─── Passage to read ───

Effecting a Mood Change One Small Thought at a Time

Yesterday I determined to look for small things to think positively about, or even take a bit of joy in. I wasn’t overly  ambitious. I was just going to nudge my thinking off its negative course bit by bit .My mental barometer had slipped out of sunny mode into cloudy all day without my realizing it. But now I was realizing it.


I started looking for small things to think positively about, or even take a bit of joy in. I was just going to nudge my thinking off its negative course bit by bit. My mental barometer had slipped out of “sunny” mode into “cloudy all day” without my realizing it. But now I was realizing it.

I was determined to effect a course correction. While I was swimming I decided to think about the laps I had already done rather than the laps I hadn’t accomplished yet. I found I could do that with a little effort. I just kept  correcting myself. First I would think I had ten laps to go. Then I nudged that automatic thought aside with my chosen thought, “I’ve done ten laps already, good for me, think about that.”

Then I did the same thing with my yoga. I congratulated myself on the positions I had finished, instead of the ones yet to do. That too, I just had to keep correcting myself. Kind of like instructing a kid audience in a school play, “All right everybody, let’s have some applause for this  little lady, if you please.”

I next thought how I wasn’t real enthusiastic about editing my book because of the technical problems. So I decided not to think about that.  I kind of set that aside. It was planned work but it was “after breakfast.”I thought about getting breakfast instead.

Walking downstairs getting ready to make my smoothie for breakfast I decided to try a little laughing out loud since my husband wasn’t home. It didn’t bring any immediate change of mood. However, again I noticed to myself  that I had “at least done it, so take some credit for that.”

At the bottom of the stairs I decided that the laundry room was really a mess and I absolutely committed myself to put away at least one thing every day from now on until it was clean. I made a further decision to do that one thing right NOW. I did one thing and noticed that there were several items that were real easy to put in their proper place so I put away quite a few things. I spent maybe 5 minutes with this.

WOW. This time I noticed an immediate mood change. Not huge. Not that I was jumping for joy. But I was much more energized. I was thinking, “Hey this is really doable. I think I’ll have this spic and span in a week.“ This, after months of disarray and lint dusted floors. “I feel really good about the laundry room,” I told myself, as I continued on to the kitchen.

As I’m getting breakfast, I keep thinking about how great it was that I had put away so many things in the laundry room in such a short time. With not all that much effort. I kept thinking about it.  It wasn’t even so much I kept choosing, on-purpose, to think about it. I had started the brain in a new direction. The self talk just kept recreating itself in a more positive way. “Hey you really made a dent in it, didn’t you?” I think I may have even detected a childish “Goody,  goody for you” sneaking in.

───

§ Task 1: Count the lines in the records below that contain the string "concrete", with case counting, and give only the number.

─── Material for this exercise ───

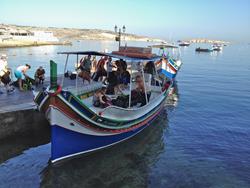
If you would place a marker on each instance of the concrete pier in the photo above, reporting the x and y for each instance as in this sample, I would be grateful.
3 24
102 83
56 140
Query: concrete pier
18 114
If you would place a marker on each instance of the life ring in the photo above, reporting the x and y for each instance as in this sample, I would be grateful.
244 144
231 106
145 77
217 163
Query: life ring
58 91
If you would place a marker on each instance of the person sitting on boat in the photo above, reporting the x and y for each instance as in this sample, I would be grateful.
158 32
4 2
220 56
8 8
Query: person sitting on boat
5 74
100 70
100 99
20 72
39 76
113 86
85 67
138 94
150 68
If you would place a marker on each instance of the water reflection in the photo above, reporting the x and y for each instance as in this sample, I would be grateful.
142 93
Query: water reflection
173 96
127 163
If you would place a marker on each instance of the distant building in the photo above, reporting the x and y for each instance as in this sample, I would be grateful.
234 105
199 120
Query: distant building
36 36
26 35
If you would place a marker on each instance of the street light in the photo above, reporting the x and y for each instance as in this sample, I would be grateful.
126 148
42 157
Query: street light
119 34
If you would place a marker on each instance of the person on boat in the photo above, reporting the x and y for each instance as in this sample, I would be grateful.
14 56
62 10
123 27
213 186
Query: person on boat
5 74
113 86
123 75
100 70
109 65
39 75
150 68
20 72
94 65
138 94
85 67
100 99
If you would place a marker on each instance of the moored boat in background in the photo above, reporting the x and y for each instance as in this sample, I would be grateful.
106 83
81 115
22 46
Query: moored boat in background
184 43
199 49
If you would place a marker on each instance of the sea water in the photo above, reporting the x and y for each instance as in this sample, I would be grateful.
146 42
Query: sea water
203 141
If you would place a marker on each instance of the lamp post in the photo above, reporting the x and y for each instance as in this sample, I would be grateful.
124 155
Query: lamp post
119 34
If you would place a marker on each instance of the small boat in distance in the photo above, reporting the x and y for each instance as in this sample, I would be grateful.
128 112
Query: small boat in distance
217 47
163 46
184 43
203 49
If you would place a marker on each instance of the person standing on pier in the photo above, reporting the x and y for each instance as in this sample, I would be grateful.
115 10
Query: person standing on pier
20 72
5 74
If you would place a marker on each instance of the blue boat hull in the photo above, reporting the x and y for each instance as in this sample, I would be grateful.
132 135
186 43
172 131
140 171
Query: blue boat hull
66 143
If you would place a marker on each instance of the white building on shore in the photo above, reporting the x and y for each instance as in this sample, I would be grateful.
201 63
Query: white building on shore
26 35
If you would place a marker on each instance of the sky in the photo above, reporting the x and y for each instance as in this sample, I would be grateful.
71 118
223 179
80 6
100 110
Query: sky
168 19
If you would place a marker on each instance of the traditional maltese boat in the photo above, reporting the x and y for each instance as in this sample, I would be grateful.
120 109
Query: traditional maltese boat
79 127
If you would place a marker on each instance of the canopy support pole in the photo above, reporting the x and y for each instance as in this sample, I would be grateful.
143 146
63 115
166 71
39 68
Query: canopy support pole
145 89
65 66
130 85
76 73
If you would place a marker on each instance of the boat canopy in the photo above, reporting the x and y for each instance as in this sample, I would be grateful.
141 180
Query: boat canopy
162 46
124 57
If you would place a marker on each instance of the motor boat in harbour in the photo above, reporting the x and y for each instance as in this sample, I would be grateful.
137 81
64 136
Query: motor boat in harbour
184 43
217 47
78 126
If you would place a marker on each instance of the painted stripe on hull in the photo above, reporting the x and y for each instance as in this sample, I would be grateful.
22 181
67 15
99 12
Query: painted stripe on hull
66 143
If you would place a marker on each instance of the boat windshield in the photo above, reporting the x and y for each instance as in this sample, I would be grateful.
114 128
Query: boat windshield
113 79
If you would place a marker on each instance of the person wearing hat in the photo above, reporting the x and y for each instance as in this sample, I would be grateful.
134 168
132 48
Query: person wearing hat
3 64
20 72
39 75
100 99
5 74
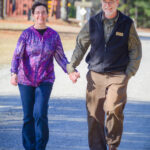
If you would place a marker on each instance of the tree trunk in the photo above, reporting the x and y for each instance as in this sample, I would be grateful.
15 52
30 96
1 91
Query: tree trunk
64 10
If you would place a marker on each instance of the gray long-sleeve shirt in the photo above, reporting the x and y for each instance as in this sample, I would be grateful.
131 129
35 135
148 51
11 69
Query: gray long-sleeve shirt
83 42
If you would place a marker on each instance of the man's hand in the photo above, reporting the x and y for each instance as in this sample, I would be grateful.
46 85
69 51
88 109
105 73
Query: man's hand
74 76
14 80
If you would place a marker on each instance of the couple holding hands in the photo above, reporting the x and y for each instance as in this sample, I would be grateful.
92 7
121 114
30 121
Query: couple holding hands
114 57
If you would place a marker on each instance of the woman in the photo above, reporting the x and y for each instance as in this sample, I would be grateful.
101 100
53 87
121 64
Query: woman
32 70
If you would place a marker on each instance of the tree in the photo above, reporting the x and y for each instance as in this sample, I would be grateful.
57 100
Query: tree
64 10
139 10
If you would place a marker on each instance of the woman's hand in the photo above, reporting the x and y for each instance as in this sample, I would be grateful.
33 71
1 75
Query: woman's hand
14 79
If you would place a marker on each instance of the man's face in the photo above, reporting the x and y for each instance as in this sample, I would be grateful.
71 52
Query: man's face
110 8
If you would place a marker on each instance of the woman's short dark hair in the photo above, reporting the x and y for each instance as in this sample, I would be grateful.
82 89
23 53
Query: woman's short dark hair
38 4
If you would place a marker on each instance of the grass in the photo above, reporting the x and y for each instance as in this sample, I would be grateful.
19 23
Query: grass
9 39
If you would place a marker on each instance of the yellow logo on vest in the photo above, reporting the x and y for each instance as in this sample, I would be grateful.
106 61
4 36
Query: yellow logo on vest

───

§ Task 2: From the essay on changing one's mood, list every remark the writer quotes as self-talk, giving each in its quoted words.

§ Response 1: 2

§ Response 2:
- "I've done ten laps already, good for me, think about that."
- "at least done it, so take some credit for that."
- "Hey this is really doable. I think I'll have this spic and span in a week."
- "I feel really good about the laundry room,"
- "Hey you really made a dent in it, didn't you?"
- "Goody, goody for you"